● **SHORT TASK 1**
Show every line of the entries below that contains the word "nose", matching case exactly.

I finally put my story into words. I know it's long but it covers as much as I could without writing a book. I hope you find it interesting and enjoyable.
I am a BIC, 5th generation, “Happy Valley” (Utah County) Mormon from a family of 10 kids (I am 4th oldest, and the oldest boy). My GG-Grandpa is William Clayton on my mom’s side and my GG-Grandpa on my dad’s side was proxy baptized in the St. George Temple for the founding fathers of the USA. Both of them were polygamist (I have no idea which wives I descended from, but like it matters). I served a full time mission, married in the temple, and have 3 kids ages 1, 4, and 6. Also I was a full tithe payer and word of wisdom follower.
I participated in the primary, young men, and enjoyed my youth in the church. 6 months before my 19th birthday, I decided that I needed to know the church was true before making a commitment to serve 2 years. So I did what I had never done before, and that was to read the whole book of mormon and then pray as Moroni suggests. I read it within a couple of weeks and then prayed. I stayed on my knees for a long while waiting for a confirmation that it was true. The answer I finally heard/devised was “You’ve always known it was true so why are you asking?” WTF I was too naïve to recognize that this was myself answering my own question in the way I wanted it answered.
So with that conviction, I read the BofM 2 more times as well as Jesus the Christ in the remaining months before my mission. As a missionary I was very obedient and was troubled by missionaries who were there for the wrong reasons instead of a having a conviction and desire to share the “happiness” of the gospel with the world. I served in Chile, Santiago West mission from ’98-’00. When I got to my mission, I wrote an extensive letter home about my disgust for how people were being baptized by the thousands here without being converted and would rarely if ever attend church before, or after their baptism.
My parents gave this letter to the MTC which resulted in a phone call from SLC GA’s to my mission president. This ended with my being chewed out by my mission president. In his words, he said “you have damned this mission”. Luckily his time was up and was replaced 2 months after I got there. During his reign, as many as 1300 people were baptized per month in our mission. When I left the mission under my new MP, we were only baptizing ~150 or so per month, which I felt was a much better pace for the activity level of the wards there. Most wards I served in had anywhere from 500 to 1000+ members on the roles but rarely over 60 people in sacrament meeting (usually only around 30-40).
So I served my 2 years, not having been a big baptizer as I would only baptize people I felt really were converted and I often spent time trying to reactivate members so that the wards would then be strengthened to the point that converts would be sustained after joining the church. I now regret that I re-activated an RM in my last area, as he would probably would have been better off not being brought back into activity and servitude.
When I came home from my mission, I felt the strong urge to be married within a year of my return. This pressure most likely came due to my dad having been married in about that time frame after he returned and because the church says not to wait and put off marriage or families for schooling or anything etc. I dated many different women from my singles ward. I was called into the elders chorum presidency of this ward and felt like that may have upped my “righteousness” level to have better luck wooing the women. The way I met my wife was due to there being two Chilean sisters in this ward so we were instant friends since my mission was to their homeland, and one of them worked with my wife at BYU. Since I always complained to this Chilean friend about my dating woes, she said she would bring her friend from work to meet me.

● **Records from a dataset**
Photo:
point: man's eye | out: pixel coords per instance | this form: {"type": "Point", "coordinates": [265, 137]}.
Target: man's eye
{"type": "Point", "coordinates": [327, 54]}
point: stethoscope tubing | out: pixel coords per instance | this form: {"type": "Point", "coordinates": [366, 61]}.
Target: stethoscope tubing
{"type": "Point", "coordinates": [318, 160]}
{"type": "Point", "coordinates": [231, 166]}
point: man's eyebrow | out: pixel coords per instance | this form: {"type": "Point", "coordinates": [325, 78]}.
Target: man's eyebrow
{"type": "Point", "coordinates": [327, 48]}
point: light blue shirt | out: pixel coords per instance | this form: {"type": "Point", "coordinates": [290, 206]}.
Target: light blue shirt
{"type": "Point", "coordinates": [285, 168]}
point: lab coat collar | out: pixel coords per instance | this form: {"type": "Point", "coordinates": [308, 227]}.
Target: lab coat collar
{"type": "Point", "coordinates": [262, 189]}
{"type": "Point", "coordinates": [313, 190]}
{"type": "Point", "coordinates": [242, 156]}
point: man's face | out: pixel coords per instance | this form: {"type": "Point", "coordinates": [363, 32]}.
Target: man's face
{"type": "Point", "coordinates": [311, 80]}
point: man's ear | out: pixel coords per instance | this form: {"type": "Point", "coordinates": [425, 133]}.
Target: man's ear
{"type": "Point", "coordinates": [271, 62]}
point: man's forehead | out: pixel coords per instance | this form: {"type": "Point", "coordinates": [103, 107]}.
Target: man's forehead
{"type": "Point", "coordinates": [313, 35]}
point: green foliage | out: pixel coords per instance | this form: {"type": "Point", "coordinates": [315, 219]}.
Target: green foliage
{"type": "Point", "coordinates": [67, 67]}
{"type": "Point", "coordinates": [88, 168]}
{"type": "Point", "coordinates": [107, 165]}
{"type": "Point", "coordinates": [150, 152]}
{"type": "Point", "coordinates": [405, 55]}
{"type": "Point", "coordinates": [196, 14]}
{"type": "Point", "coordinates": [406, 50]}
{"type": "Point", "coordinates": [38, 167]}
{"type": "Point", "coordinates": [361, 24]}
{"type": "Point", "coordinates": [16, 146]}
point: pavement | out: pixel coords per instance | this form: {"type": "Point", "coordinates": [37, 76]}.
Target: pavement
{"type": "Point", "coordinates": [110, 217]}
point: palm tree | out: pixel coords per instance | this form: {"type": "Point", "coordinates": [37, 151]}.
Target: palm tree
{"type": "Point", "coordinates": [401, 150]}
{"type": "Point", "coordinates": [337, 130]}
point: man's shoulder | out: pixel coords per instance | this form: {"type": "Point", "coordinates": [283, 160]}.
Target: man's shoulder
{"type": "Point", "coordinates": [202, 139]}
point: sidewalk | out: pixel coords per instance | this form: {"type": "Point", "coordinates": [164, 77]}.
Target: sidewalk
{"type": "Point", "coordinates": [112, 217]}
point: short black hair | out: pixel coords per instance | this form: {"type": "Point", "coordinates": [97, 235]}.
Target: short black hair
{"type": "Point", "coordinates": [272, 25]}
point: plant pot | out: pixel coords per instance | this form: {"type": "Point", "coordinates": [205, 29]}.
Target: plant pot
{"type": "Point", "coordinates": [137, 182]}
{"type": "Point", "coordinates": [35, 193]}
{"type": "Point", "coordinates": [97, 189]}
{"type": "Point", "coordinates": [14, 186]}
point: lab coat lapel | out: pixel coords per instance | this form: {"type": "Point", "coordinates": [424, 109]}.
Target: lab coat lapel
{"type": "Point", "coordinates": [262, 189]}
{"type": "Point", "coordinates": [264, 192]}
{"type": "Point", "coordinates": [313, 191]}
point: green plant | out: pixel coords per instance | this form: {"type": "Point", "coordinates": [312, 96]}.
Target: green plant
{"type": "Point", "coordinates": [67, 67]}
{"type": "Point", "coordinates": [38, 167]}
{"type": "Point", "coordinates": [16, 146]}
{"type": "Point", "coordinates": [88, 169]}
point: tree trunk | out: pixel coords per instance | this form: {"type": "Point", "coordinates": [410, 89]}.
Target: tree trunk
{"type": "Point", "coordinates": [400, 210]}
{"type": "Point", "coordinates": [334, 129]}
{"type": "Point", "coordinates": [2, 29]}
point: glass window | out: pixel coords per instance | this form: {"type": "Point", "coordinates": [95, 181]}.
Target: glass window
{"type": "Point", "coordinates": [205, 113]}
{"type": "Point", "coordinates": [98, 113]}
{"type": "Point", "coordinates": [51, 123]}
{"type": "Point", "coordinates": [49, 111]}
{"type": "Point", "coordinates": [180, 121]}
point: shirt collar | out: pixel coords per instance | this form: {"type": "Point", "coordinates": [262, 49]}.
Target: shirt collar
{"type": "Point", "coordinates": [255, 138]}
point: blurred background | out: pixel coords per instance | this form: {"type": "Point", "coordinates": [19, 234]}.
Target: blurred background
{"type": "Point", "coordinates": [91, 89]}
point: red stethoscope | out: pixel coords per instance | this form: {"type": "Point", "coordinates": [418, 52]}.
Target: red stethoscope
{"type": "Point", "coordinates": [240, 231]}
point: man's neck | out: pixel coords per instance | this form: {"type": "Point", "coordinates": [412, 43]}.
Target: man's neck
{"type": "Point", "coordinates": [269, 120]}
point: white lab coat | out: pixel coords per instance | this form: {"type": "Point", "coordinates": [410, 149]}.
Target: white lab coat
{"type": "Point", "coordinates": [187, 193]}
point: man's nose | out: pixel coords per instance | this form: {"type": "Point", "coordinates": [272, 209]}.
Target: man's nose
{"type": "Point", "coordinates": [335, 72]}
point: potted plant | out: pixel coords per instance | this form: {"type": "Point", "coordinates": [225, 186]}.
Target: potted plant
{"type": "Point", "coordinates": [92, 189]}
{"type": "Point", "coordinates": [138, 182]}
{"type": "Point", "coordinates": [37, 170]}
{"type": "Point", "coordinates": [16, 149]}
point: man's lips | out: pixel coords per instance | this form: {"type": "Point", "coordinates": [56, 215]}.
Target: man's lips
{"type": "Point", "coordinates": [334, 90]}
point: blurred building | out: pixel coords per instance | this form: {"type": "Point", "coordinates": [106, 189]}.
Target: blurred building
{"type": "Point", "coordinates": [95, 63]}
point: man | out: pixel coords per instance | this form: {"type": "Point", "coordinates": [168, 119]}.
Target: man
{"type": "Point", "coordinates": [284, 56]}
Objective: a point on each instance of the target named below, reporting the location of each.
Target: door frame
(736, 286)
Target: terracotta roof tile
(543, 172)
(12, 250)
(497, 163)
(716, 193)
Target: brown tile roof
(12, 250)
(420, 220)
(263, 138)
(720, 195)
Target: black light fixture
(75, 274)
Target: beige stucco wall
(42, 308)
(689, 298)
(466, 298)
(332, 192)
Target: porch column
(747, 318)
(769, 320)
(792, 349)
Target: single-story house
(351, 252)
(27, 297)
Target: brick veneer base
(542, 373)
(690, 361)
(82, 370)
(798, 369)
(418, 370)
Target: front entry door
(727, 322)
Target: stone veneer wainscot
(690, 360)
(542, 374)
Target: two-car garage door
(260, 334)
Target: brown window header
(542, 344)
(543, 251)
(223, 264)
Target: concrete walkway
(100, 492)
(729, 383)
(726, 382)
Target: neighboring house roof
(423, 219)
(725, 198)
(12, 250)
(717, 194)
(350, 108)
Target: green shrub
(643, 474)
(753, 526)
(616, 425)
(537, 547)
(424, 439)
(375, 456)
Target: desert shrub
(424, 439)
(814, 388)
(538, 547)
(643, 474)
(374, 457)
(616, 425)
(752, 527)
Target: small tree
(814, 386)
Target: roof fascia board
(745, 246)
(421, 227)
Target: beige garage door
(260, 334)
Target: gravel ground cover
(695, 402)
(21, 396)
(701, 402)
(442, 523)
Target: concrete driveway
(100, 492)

● **SHORT TASK 2**
Output the personal account above, copied word for word from "I finally put" up to and including "interesting and enjoyable.".

● **REPLY 1**
point: man's nose | out: pixel coords per instance | this form: {"type": "Point", "coordinates": [272, 209]}.
Target: man's nose

● **REPLY 2**
I finally put my story into words. I know it's long but it covers as much as I could without writing a book. I hope you find it interesting and enjoyable.